Excerpted text>
** BEGIN **
CLOSE
x

DYING DEGREE Make it weirder


If you’re enmeshed in the Perth heavy music scene to any degree, you’re bound to have come across Dying Degree at some point. Playing their own happy cocktail of metallic hardcore and punk, known around the traps as the most energetic, silly and inclusive live act in Perth, they’re followed everywhere they go by their “DD Army” which grows bigger with every gig they play. Ahead of their release party for new single Run at The Den on Saturday, December 14, MELISSA KRUGER joined the band – namely frontman and shoutey bloke Tony Westwood, guitarist Kyle Gilbert, bassist Nick Green and drummer Matt V – at a rehearsal session to have a chat.

What is so great about a Dying Degree show?

Nick: They’re fun! We party! We get drunk, we jump around, Tony dances. We just have a good time.

Tony: We are as interactive as we can be. We take our music seriously but not ourselves, so it means that we can have a really good fucking time but also put out some good tunes.
** END **
What you will do>
1. In the Dying Degree interview, where and when is the release party for the single Run taking place?
2. Reproduce the Dying Degree interview word for word, starting with "If you’re enmeshed" and going on through "have a chat.".
Rely only on the Dying Degree interview for what comes next.

Entries shown>
** BEGIN **
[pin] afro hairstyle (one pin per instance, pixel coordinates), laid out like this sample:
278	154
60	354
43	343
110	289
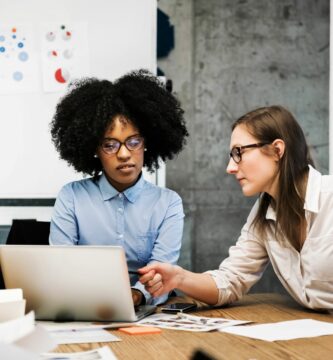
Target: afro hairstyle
84	114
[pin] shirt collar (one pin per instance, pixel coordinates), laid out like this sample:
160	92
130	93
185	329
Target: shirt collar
313	189
109	192
311	197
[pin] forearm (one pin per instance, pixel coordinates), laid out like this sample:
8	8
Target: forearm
199	286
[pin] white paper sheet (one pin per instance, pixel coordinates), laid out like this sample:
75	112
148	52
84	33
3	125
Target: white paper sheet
82	336
12	330
285	330
103	353
80	325
12	352
12	304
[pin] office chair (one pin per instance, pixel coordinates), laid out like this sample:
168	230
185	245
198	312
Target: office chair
29	232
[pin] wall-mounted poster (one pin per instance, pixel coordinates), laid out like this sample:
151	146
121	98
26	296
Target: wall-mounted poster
18	59
65	54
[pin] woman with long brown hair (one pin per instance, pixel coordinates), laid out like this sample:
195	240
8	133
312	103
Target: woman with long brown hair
290	225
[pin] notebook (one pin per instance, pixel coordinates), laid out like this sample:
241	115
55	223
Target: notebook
70	283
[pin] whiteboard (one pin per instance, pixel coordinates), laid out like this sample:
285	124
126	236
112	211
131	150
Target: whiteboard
117	36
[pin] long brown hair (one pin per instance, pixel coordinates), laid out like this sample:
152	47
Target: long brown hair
268	124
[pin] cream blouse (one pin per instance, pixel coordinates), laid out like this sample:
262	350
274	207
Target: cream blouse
307	275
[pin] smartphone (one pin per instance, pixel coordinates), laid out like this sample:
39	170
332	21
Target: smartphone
178	307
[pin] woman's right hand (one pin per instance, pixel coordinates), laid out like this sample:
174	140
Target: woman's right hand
160	278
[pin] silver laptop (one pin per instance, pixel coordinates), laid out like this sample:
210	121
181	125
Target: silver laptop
68	283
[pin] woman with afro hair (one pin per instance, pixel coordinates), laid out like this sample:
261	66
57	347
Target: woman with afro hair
110	131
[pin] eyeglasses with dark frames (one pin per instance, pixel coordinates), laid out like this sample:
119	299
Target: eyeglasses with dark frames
237	151
112	146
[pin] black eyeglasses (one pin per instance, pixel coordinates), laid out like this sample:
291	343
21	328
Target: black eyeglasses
112	146
236	152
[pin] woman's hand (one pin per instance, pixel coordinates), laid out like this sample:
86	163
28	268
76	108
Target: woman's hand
160	278
137	297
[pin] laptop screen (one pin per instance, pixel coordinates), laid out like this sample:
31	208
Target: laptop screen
70	282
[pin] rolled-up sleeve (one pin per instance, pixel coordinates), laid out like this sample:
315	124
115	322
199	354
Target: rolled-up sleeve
244	266
63	230
168	243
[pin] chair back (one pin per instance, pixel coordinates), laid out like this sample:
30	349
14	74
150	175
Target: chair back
29	232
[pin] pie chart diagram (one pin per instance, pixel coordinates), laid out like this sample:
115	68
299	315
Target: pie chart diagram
61	75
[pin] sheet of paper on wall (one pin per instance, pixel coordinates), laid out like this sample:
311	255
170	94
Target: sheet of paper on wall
188	322
285	330
12	304
82	336
102	353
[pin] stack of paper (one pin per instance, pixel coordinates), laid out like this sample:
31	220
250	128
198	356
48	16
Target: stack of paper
12	304
21	339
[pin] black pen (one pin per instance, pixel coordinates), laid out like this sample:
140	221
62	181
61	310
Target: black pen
133	272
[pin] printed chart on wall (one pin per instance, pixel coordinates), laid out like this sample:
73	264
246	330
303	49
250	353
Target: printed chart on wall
18	59
65	54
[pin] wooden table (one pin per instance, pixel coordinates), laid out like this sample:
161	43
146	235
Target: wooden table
259	308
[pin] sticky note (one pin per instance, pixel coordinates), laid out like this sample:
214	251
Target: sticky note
140	330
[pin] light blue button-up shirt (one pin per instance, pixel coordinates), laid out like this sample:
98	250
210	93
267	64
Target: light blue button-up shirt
146	220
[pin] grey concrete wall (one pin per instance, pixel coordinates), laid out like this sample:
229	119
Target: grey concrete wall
231	57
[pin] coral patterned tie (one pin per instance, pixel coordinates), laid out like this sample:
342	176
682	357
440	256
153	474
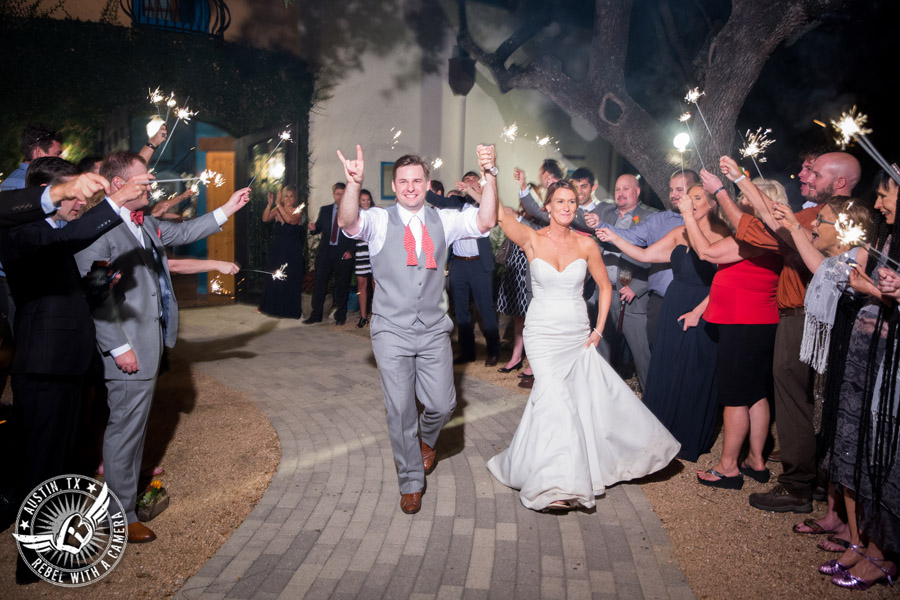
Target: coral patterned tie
** END **
Task results>
1. At The Den on Saturday, December 14.

2.
If you’re enmeshed in the Perth heavy music scene to any degree, you’re bound to have come across Dying Degree at some point. Playing their own happy cocktail of metallic hardcore and punk, known around the traps as the most energetic, silly and inclusive live act in Perth, they’re followed everywhere they go by their “DD Army” which grows bigger with every gig they play. Ahead of their release party for new single Run at The Den on Saturday, December 14, MELISSA KRUGER joined the band – namely frontman and shoutey bloke Tony Westwood, guitarist Kyle Gilbert, bassist Nick Green and drummer Matt V – at a rehearsal session to have a chat.